--- START Records shown ---
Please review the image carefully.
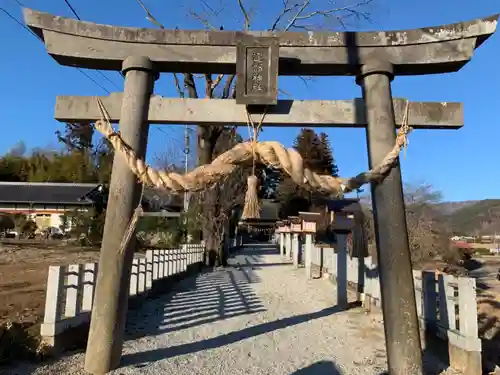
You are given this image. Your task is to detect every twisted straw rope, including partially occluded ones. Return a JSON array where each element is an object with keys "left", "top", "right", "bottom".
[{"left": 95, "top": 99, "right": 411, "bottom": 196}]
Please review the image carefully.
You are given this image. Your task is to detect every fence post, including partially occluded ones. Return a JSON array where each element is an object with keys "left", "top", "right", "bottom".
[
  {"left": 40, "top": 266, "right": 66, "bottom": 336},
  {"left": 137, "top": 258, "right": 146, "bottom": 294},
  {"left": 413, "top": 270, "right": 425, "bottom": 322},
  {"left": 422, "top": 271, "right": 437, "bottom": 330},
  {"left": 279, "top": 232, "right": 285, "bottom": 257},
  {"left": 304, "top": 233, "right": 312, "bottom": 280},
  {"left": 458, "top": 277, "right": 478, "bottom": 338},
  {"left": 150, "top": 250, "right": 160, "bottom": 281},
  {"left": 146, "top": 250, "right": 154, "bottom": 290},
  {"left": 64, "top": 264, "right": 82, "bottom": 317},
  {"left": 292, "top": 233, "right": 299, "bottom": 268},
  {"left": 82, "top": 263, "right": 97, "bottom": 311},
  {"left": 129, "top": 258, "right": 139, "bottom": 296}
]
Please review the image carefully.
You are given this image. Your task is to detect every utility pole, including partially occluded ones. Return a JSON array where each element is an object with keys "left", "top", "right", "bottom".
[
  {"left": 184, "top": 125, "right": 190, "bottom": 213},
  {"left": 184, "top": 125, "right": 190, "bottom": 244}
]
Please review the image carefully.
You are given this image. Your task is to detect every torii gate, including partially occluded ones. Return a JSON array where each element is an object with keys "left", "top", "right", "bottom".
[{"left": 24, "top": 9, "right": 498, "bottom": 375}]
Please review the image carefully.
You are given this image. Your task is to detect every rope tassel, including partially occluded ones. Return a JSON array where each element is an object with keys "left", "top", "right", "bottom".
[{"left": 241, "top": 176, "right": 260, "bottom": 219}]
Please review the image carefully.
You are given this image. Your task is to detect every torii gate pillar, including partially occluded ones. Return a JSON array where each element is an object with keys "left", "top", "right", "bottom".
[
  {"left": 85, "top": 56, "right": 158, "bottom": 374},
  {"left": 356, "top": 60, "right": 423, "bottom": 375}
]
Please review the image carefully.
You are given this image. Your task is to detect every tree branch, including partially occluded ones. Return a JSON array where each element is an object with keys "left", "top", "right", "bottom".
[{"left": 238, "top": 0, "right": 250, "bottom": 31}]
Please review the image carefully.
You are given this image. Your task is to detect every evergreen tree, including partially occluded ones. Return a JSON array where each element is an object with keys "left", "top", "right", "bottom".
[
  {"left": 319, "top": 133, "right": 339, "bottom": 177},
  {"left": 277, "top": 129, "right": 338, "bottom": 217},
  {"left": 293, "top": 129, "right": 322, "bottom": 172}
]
--- END Records shown ---
--- START Records shown ---
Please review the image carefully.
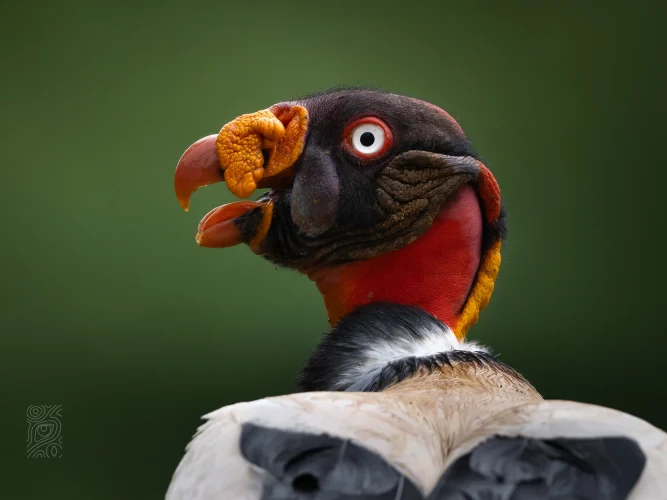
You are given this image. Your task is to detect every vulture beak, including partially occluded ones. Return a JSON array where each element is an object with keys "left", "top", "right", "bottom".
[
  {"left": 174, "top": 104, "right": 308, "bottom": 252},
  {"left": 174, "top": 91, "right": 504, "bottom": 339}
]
--- END Records shown ---
Pick out every line in the records above that contains the word "tree", and copy each of those lines in full.

You are given this image. Your task is to detect every tree branch, including partially occluded ones. Return a JSON array where each element is an object with keys "left", "top", "right", "bottom".
You are given this image. Your task is to detect every evergreen tree, including partially occluded ones. Return a JSON array where each element is an object with keys "left", "top", "right", "bottom".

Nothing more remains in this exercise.